PAGE EXCERPT:
========

Many have crusaded for the principle that America must bestow to all the same justice. Equal justice. We cherish this principle for various reasons. For one, a matter concerning an individual’s rights implicates the rights of an entire group. West Virginia cannot deny Strauder his rights because of his Blackness without infringing the rights of the entire race. For the law to afford Strauder equality, he must have it always, not merely when society sees fit to provide him that. Those twelve White men who serve on this coroner’s jury—West Virginia continually replicates this spectacle. But this murder occurred before the state will pass its jury discrimination law. In absence of that law, the police chose to summon only White men.

“Taylor Strauder killed my mother with a hatchet,” Fannie testifies inside the home, her mother’s corpse still on the floor. Gillespie issues an arrest warrant, describing Strauder as a “very light mulatto about thirty-two years of age; about five feet ten inches in stature and stoutly built” with a “rather spare face, with high cheek bones, [who] wore when last seen here a scattering beard on his chin.”

On April 25, some Pittsburgh, Pennsylvania, police officers caught the first Wheeling-bound train with Strauder in tow. The officers had arrested him in their city shingling a house the day before. When the streetcar stopped opposite Gillespie’s office, the guards removed Strauder from it, allowing an angry mob to punch him with sticks and blast him with insults. Wheeling policemen forged a path through the crowd, and Gillespie ushered Strauder and the guards into his office. Gillespie asked Strauder about his readiness for a probable cause hearing. He replied he could participate the next day.

========

PROVIDED INFORMATION:
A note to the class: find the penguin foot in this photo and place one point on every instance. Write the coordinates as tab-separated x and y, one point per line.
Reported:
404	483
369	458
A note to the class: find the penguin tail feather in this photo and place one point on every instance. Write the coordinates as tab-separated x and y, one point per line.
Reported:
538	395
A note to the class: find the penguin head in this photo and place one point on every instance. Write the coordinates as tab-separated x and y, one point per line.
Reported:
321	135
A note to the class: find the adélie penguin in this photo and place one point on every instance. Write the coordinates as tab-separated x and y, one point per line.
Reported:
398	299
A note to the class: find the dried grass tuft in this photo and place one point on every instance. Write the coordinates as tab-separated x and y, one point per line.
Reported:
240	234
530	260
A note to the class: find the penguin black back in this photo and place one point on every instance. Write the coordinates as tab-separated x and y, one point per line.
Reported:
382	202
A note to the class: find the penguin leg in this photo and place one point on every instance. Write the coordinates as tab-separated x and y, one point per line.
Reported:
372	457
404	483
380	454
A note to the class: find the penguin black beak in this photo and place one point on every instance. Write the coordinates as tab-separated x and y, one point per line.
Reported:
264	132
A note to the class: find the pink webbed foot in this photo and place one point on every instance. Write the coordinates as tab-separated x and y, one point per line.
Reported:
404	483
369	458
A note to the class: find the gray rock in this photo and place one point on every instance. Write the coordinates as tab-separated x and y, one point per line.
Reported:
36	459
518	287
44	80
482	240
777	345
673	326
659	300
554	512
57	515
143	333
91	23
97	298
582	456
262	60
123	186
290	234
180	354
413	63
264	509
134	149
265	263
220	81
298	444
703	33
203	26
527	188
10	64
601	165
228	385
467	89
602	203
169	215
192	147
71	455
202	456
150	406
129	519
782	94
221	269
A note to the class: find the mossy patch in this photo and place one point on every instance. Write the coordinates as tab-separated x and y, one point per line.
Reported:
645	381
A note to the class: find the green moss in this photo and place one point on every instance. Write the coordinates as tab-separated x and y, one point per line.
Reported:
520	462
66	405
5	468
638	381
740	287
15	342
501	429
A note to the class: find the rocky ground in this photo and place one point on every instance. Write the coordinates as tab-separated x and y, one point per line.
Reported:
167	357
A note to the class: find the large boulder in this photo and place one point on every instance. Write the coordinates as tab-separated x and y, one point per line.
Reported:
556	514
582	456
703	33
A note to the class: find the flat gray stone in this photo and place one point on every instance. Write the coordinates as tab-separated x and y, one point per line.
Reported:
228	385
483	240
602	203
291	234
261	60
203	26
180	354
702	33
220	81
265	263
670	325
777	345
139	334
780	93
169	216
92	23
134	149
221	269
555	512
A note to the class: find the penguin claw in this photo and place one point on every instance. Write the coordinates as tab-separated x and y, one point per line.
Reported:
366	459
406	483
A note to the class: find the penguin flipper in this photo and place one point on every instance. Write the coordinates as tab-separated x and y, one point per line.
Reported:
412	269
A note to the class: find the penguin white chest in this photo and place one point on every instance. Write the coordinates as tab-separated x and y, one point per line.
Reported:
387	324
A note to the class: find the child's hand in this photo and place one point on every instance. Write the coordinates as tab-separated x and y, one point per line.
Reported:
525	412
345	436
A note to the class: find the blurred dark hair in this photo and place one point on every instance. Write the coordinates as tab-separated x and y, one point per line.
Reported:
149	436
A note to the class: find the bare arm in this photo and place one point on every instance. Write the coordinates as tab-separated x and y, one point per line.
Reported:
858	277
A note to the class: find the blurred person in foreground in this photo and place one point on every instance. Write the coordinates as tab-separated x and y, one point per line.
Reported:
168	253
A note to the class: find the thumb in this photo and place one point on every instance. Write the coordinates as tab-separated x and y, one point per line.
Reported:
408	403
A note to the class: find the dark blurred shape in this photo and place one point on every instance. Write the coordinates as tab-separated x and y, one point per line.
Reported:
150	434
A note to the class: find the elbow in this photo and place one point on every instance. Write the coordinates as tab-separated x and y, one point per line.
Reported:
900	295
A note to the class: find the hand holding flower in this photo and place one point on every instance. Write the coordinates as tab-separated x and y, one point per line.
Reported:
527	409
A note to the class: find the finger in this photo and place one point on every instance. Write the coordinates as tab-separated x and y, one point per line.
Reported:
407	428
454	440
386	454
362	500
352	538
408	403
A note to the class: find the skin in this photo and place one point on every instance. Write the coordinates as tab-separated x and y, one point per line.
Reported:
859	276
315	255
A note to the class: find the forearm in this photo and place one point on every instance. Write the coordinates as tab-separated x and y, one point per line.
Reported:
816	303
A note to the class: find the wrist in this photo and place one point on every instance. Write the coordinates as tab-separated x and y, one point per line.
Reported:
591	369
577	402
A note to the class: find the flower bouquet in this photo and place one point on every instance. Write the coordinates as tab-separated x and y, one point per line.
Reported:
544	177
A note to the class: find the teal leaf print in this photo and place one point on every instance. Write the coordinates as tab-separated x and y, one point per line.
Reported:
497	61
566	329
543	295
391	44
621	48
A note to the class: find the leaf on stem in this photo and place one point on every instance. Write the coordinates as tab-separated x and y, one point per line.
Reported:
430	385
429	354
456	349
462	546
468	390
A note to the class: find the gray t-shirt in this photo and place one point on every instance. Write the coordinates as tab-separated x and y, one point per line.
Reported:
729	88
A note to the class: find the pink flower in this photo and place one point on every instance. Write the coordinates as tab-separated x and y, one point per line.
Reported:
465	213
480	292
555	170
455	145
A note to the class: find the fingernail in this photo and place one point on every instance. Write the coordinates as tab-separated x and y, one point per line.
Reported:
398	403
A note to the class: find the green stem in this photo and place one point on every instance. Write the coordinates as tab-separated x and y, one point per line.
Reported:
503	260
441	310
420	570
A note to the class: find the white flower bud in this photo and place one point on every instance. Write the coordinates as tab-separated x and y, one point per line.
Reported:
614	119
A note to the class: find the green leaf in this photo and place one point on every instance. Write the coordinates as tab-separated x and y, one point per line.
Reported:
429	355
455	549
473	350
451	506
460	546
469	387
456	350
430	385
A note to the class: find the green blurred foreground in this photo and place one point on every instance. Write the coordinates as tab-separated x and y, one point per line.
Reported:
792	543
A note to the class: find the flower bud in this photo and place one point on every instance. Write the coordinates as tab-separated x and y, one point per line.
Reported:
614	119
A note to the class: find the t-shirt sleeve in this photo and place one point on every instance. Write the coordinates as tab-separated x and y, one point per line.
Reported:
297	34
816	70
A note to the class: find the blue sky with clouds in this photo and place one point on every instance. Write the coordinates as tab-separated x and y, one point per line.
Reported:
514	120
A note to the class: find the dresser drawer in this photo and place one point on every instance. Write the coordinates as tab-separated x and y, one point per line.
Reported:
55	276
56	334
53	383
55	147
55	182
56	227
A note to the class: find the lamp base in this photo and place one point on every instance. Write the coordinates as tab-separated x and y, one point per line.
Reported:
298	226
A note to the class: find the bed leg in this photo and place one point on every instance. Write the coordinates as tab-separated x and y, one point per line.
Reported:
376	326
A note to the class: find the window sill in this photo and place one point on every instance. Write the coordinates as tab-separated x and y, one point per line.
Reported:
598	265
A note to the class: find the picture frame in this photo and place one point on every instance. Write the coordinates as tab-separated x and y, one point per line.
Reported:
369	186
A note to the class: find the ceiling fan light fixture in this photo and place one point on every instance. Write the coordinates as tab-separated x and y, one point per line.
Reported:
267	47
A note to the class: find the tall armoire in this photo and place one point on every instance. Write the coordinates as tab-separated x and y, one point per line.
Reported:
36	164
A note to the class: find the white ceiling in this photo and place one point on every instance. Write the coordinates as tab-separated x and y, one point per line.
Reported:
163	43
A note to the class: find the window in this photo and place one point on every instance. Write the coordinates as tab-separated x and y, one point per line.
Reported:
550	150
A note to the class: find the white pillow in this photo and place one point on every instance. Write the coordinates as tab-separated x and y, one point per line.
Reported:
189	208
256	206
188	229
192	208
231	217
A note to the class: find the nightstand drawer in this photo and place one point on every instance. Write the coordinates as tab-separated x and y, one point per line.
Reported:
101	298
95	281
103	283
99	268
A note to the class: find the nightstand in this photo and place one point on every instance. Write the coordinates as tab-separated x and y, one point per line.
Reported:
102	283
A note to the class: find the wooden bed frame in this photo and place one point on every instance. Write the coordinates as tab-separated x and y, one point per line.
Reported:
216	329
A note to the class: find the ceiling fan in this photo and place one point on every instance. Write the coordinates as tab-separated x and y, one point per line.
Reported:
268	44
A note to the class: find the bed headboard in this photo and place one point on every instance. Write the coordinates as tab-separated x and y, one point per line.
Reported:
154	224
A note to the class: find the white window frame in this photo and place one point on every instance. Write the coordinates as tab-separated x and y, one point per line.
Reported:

========

SET TASK 1: Please retype the passage on the Strauder case word for word, from "Many have crusaded" up to and including "only White men.".
SET TASK 2: Extend the passage on the Strauder case, picking up right after its last sentence.

EXPECTED OUTPUT 1:
Many have crusaded for the principle that America must bestow to all the same justice. Equal justice. We cherish this principle for various reasons. For one, a matter concerning an individual’s rights implicates the rights of an entire group. West Virginia cannot deny Strauder his rights because of his Blackness without infringing the rights of the entire race. For the law to afford Strauder equality, he must have it always, not merely when society sees fit to provide him that. Those twelve White men who serve on this coroner’s jury—West Virginia continually replicates this spectacle. But this murder occurred before the state will pass its jury discrimination law. In absence of that law, the police chose to summon only White men.

EXPECTED OUTPUT 2:
The guards returned Strauder outside. Cries of “shoot him” and “hang him” flew from the swelling mob. The police formed two lines and, with Strauder placed in between, marched to the jail. Hundreds of onlookers tailed the contingent, berating Strauder the entire way. He passed under the rounded archway of the Ohio County jail and entered his new home, a cell.

The Black members of the mob wanted the justice system to punish the man who had slaughtered one of their own. The system, to produce that outcome, foreshadowed that it would deny Strauder his rights because of his race, a wrong states freely committed when believing courts will pardon them. Black folk would grow accustomed to this posture, seeking protection from a system that deprives them of their rights.

The next morning Strauder sat for his probable cause hearing, held in the jail. Upon learning of Strauder’s lack of legal representation, George Davenport entered the jail. Davenport, the state legislator who would the following year oppose the exclusion of Black men from juries, conferred privately with Strauder, christening a bond that would span more years than either could have predicted. Fortune shone on the moneyless Strauder that day when Davenport, a skilled attorney of seven years, agreed to represent him pro bono.

Fortune shone on Davenport too. Strauder’s defense presented him, a well-respected member of the state bar, his last best opportunity to leave his mark on the profession. Thirty-one years old, Davenport wouldn’t see forty. With no wife or children, he threw himself into lawyering and legislating. A loyal Democrat who called his party “incorruptible,” Davenport, smart and honorable, exhibited a “natural kindheartedness and a freedom from malice and wickedness singularly attractive to those who knew him best,” a friend remarked. Davenport battled alcoholism—during a legislative session in 1873, the Speaker for the West Virginia House of Delegates had the sergeant-at-arms arrest some legislators, including Davenport, for missing votes. Davenport blamed whiskey for his absence. Four years later, he headed a Christian temperance society. One time Davenport, principled, chastised a judge he felt inadequate and threatened to imperil his career. The judge held him in contempt and sentenced him to five days in jail. On another occasion, Davenport scolded an opposing counsel during open court for untruthfulness. That counsel punched Davenport, who returned the blow.

After Fannie and other witnesses testified, the hearing ended—the state proved probable cause. On May 20, 1872, an all-White grand jury indicted Strauder for murder. Davenport twice asked for continuances, stalling the case a year. Not until May 8, 1873, two months after the state legislature passed its jury discrimination law, did Strauder hear a verdict.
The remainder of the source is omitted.